- **Assignment**: The records below are to be copied word for word, with every picture left out.

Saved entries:

((

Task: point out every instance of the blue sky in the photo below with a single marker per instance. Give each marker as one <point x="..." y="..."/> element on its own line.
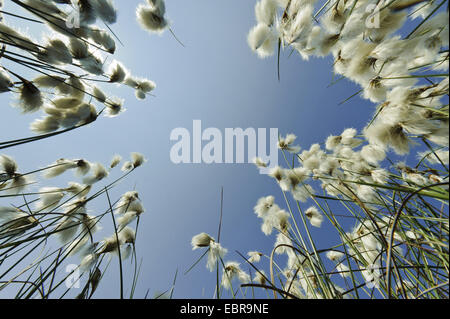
<point x="218" y="80"/>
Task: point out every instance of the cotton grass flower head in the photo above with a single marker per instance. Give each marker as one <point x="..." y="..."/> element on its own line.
<point x="201" y="240"/>
<point x="151" y="16"/>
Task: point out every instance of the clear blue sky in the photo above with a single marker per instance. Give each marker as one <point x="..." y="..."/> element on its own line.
<point x="217" y="79"/>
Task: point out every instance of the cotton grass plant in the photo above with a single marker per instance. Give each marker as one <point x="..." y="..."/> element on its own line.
<point x="389" y="217"/>
<point x="61" y="77"/>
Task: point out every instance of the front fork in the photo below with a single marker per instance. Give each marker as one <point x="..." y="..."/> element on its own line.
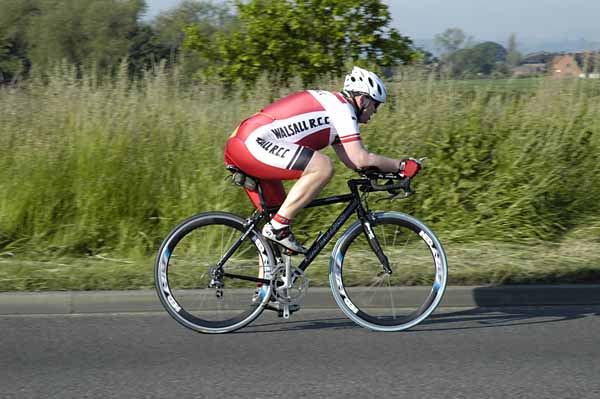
<point x="374" y="242"/>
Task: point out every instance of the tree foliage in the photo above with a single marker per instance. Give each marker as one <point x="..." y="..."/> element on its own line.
<point x="306" y="38"/>
<point x="95" y="33"/>
<point x="451" y="40"/>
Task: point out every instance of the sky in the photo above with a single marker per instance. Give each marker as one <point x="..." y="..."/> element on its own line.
<point x="530" y="20"/>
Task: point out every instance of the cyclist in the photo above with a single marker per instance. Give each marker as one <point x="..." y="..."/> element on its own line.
<point x="282" y="142"/>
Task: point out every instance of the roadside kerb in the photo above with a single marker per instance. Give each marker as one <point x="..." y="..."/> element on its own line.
<point x="83" y="302"/>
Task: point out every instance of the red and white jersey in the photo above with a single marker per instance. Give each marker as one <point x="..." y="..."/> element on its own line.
<point x="311" y="118"/>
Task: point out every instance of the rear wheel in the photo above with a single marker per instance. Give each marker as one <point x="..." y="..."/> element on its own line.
<point x="186" y="264"/>
<point x="389" y="302"/>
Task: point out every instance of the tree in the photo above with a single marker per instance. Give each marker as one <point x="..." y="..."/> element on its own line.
<point x="90" y="33"/>
<point x="14" y="19"/>
<point x="451" y="40"/>
<point x="306" y="38"/>
<point x="513" y="58"/>
<point x="205" y="16"/>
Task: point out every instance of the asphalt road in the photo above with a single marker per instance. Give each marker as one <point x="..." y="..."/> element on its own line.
<point x="550" y="352"/>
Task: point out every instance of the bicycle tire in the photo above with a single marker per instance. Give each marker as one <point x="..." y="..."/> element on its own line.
<point x="182" y="280"/>
<point x="388" y="302"/>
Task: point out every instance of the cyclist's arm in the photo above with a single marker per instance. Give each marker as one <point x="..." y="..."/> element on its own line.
<point x="355" y="156"/>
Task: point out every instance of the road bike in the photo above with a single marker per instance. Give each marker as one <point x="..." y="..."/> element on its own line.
<point x="216" y="273"/>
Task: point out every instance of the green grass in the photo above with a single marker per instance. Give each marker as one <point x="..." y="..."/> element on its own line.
<point x="90" y="169"/>
<point x="575" y="260"/>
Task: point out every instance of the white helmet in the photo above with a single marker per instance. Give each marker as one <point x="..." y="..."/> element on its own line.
<point x="362" y="81"/>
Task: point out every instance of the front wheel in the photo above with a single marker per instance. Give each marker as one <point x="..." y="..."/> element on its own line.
<point x="185" y="268"/>
<point x="378" y="300"/>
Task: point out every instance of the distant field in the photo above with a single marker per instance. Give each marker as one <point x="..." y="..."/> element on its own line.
<point x="107" y="170"/>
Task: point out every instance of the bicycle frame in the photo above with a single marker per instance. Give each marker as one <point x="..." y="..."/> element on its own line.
<point x="354" y="205"/>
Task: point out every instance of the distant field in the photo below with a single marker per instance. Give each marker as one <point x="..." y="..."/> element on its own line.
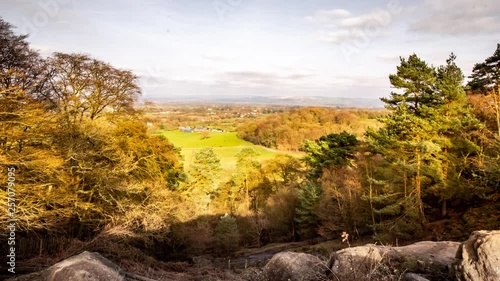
<point x="226" y="145"/>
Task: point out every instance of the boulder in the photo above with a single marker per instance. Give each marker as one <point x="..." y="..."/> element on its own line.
<point x="86" y="266"/>
<point x="428" y="256"/>
<point x="290" y="266"/>
<point x="356" y="263"/>
<point x="372" y="262"/>
<point x="478" y="258"/>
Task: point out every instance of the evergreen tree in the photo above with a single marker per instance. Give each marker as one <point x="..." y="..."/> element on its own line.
<point x="227" y="235"/>
<point x="417" y="80"/>
<point x="204" y="177"/>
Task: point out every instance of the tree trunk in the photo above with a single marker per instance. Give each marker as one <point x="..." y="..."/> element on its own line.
<point x="418" y="188"/>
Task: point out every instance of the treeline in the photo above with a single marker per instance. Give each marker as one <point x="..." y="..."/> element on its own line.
<point x="289" y="130"/>
<point x="85" y="165"/>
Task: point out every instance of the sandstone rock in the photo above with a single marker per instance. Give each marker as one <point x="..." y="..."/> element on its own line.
<point x="370" y="262"/>
<point x="428" y="256"/>
<point x="357" y="263"/>
<point x="479" y="257"/>
<point x="290" y="266"/>
<point x="83" y="267"/>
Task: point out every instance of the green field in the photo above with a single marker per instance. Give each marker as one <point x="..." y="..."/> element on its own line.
<point x="226" y="145"/>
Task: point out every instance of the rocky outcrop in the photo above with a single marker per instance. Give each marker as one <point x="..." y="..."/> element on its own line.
<point x="290" y="266"/>
<point x="372" y="262"/>
<point x="83" y="267"/>
<point x="478" y="258"/>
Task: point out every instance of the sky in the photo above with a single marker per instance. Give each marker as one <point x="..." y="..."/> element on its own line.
<point x="335" y="48"/>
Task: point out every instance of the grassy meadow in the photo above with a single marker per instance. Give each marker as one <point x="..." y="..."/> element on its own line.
<point x="226" y="145"/>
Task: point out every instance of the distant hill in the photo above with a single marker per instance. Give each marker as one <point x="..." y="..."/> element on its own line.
<point x="274" y="100"/>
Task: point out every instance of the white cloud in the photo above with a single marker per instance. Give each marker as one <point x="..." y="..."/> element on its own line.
<point x="339" y="25"/>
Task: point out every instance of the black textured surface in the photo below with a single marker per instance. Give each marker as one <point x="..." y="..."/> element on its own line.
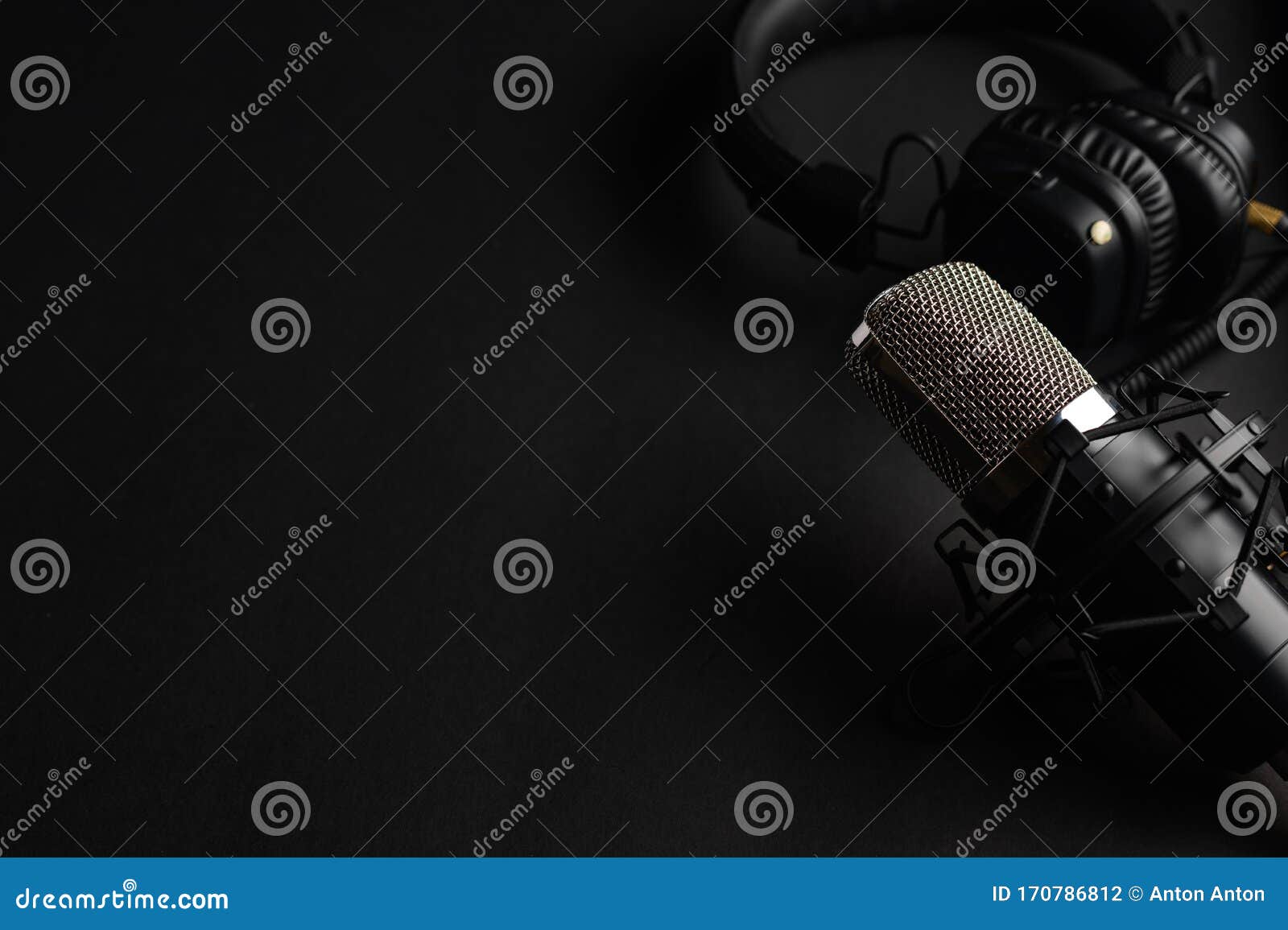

))

- **Task result**:
Task: point out every instance of the blue sky in the photo below with a single marker per instance. Give each marker as one <point x="..." y="..."/> element on its own line.
<point x="218" y="80"/>
Task: point out every instance of the cotton grass flower head in the photo above with a single marker per instance. Give each marker as one <point x="..." y="..."/> element on its own line.
<point x="201" y="240"/>
<point x="151" y="16"/>
Task: point out every instance of the clear blue sky in the photo above with a single marker per instance. Give each marker as one <point x="..." y="..."/> element on its own line.
<point x="217" y="79"/>
Task: point out every instance of the cotton grass plant in the photo above with a single marker per instance. Give each marker as one <point x="..." y="..."/> element on its own line.
<point x="389" y="217"/>
<point x="61" y="77"/>
Task: point out every instance of the front fork in the photo below with a single marker per instance. Give each marker as one <point x="..." y="..."/> element on its own line.
<point x="374" y="242"/>
Task: point out every instance of the tree foliage in the photo above with a single marker per instance. Give each marker as one <point x="..." y="..."/> element on its own line.
<point x="306" y="38"/>
<point x="95" y="33"/>
<point x="451" y="40"/>
Task: point out every instance of the sky in the photo above with a single marker per instance. Give each marker as one <point x="..." y="..."/> element on its own line.
<point x="530" y="20"/>
Task: point out every instance of the cyclist in the photo above with a single marker per instance. Give each marker as one <point x="..." y="..."/> element on its own line.
<point x="282" y="142"/>
Task: point out every instance of the roadside kerb in the photo above with a single marker per instance. Give each marker as one <point x="..." y="..."/> element on its own line.
<point x="83" y="302"/>
Task: point out every instance of the red and white jersey in the photo above with a single marker per instance. Give each marker as one <point x="..." y="..."/> element on its own line.
<point x="311" y="118"/>
Task: point out every instance of the rear wheel in the photo above with a single marker per instance. Give each marker as one <point x="..." y="..."/> element on its own line.
<point x="186" y="264"/>
<point x="389" y="302"/>
Task: point out every instance of the tree in the photo above with a single marker per instance. Give each marker as one <point x="..." y="..."/> element on its own line.
<point x="90" y="33"/>
<point x="14" y="19"/>
<point x="451" y="40"/>
<point x="306" y="38"/>
<point x="513" y="58"/>
<point x="205" y="16"/>
Task: point out every instance of the asphalt road in the photo above with a single marker per instance. Give each marker as one <point x="..." y="..."/> element on its own line.
<point x="550" y="352"/>
Task: point out every instance of the bicycle tire in the photo above with a single marker per instance. Give each marker as one <point x="..." y="..."/> element on its own line.
<point x="182" y="280"/>
<point x="388" y="302"/>
Task: point out every instance of the cyclist's arm in the photo above with a single marker per instance. Give each marker as one <point x="..." y="..."/> element on its own line.
<point x="355" y="156"/>
Task: point out every instance of the road bike in the photo above with a single marker per instance. Give each marker as one <point x="..." y="..."/> element on its own line.
<point x="216" y="273"/>
Task: point out every instance of the green grass in the photo above with a single marker per instance. Give each marker as one <point x="..." y="..."/> element on its own line.
<point x="90" y="169"/>
<point x="575" y="260"/>
Task: point out every instance of the white helmet in the photo above with a single marker per instance. Give each marker as one <point x="..." y="..."/> element on its own line.
<point x="362" y="81"/>
Task: point out every instance of the front wheel in the photo above with a single marker per instance. Give each marker as one <point x="..." y="..."/> element on its own line.
<point x="185" y="268"/>
<point x="378" y="300"/>
Task: point out every instance of the distant field in the photo above with a single marker per instance. Give each marker as one <point x="..." y="..."/> element on its own line.
<point x="107" y="170"/>
Task: point out every instance of the bicycle frame in the photo above with a single marker per instance. Give each marker as one <point x="..." y="..."/> element on its own line.
<point x="354" y="205"/>
Task: point out every instance of the distant field in the photo below with a single marker per instance. Give each marker as one <point x="..." y="..."/> element on its own line.
<point x="226" y="145"/>
Task: point out every instance of the boulder in the photo above with a single marker per instance. Give each marker as one <point x="..." y="..."/> element on its own line.
<point x="86" y="266"/>
<point x="428" y="256"/>
<point x="290" y="266"/>
<point x="356" y="263"/>
<point x="372" y="262"/>
<point x="478" y="258"/>
Task: point out every instance of the evergreen tree in the photo above with a single marker per instance. Give each marker as one <point x="..." y="..."/> element on its own line.
<point x="227" y="235"/>
<point x="417" y="80"/>
<point x="204" y="177"/>
Task: point out every instance of the tree trunk in the photo above with a single marker per instance. Give each marker as one <point x="..." y="..."/> element on its own line.
<point x="418" y="188"/>
Task: point out every instance of the treeline in the photo above with a single marker per instance. Give each marker as one <point x="..." y="..."/> element on its own line.
<point x="289" y="130"/>
<point x="85" y="165"/>
Task: point out every instance of the sandstone rock in the photo above with a single marker per instance. Give each marker as one <point x="..." y="..."/> element on its own line.
<point x="370" y="262"/>
<point x="428" y="256"/>
<point x="357" y="263"/>
<point x="479" y="257"/>
<point x="290" y="266"/>
<point x="83" y="267"/>
Task: point out every instance of the green field in the photo above with a single marker per instance. Give each marker as one <point x="..." y="..."/> element on its own line.
<point x="226" y="145"/>
Task: point out every instance of the rocky outcrop in the photo above with a single marker per instance. Give each marker as one <point x="..." y="..."/> element on its own line.
<point x="290" y="266"/>
<point x="372" y="262"/>
<point x="83" y="267"/>
<point x="478" y="258"/>
Task: point out every instance of the sky in the photo above with a single marker per instance. Give each marker as one <point x="..." y="..."/> element on its own line.
<point x="335" y="48"/>
Task: point out every instance of the grassy meadow in the photo above with a single marker per instance. Give each marker as one <point x="..." y="..."/> element on its own line.
<point x="226" y="145"/>
Task: point out every instance of the distant hill in the photo above with a single marker per instance. Give each marker as one <point x="..." y="..."/> element on its own line.
<point x="274" y="100"/>
Task: point out every instance of the white cloud in the photo above with a single marker per instance. Give each marker as one <point x="..." y="..."/> element on its own line.
<point x="339" y="25"/>
Task: point out every instance of the black textured surface in the photo below with a single marker per instance. Give each marker as one <point x="..." y="..."/> element on its own line.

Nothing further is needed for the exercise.